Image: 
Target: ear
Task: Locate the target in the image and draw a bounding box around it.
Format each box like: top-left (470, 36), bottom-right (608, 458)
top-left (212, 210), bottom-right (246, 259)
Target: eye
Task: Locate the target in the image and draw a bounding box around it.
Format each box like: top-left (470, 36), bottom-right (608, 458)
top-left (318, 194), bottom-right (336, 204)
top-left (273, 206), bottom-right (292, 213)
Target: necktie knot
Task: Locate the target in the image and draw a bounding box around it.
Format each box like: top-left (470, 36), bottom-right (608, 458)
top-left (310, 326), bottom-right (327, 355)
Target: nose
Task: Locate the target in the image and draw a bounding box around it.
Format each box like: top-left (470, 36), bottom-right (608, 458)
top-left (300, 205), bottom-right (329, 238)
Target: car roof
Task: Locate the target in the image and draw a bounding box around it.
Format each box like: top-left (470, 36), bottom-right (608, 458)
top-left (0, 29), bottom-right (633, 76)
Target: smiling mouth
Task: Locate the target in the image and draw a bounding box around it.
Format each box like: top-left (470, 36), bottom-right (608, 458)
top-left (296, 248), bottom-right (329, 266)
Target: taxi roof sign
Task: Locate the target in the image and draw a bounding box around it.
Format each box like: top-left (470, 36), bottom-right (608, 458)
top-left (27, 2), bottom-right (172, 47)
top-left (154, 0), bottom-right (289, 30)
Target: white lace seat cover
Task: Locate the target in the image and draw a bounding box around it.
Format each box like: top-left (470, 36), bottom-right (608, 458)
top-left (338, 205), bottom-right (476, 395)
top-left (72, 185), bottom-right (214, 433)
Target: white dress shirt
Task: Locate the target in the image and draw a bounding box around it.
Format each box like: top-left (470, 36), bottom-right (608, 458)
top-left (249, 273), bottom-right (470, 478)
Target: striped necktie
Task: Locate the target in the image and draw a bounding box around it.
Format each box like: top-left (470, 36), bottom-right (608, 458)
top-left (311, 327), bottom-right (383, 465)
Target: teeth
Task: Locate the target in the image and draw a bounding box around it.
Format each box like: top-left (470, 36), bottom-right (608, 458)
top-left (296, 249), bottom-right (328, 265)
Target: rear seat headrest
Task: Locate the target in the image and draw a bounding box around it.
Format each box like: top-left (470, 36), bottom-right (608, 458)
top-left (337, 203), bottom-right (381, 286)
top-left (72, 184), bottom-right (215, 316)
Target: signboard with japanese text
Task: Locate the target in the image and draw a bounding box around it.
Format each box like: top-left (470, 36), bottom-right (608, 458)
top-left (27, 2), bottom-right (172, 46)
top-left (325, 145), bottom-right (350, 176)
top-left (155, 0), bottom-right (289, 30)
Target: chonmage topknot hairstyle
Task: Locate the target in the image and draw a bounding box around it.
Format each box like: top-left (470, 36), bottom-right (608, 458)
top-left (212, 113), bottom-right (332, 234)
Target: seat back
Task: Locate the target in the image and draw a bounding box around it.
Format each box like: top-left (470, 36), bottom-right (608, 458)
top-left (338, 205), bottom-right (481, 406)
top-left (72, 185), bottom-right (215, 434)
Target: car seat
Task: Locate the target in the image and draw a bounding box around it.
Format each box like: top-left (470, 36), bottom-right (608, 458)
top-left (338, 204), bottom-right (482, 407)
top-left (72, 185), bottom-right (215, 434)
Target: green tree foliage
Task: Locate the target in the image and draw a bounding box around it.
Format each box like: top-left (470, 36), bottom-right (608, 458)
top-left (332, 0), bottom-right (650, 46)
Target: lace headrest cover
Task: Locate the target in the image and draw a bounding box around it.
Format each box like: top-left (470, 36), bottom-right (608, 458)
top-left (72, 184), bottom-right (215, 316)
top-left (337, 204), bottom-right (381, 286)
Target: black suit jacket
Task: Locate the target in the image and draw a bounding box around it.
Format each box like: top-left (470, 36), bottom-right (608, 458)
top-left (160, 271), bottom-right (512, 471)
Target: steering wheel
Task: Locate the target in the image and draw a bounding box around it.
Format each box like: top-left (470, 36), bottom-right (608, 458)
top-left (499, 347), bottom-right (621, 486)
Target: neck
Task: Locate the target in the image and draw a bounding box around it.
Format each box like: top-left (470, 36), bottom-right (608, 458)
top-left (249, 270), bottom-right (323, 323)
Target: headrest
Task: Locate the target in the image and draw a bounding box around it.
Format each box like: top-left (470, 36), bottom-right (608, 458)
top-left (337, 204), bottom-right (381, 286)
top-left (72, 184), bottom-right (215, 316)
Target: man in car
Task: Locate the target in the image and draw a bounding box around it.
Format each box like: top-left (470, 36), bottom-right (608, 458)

▸ TASK OBJECTIVE
Return every line from the items above that contains the string "lace", copied without changes.

▸ EXERCISE RESULT
Target: white lace seat cover
Target: lace headrest cover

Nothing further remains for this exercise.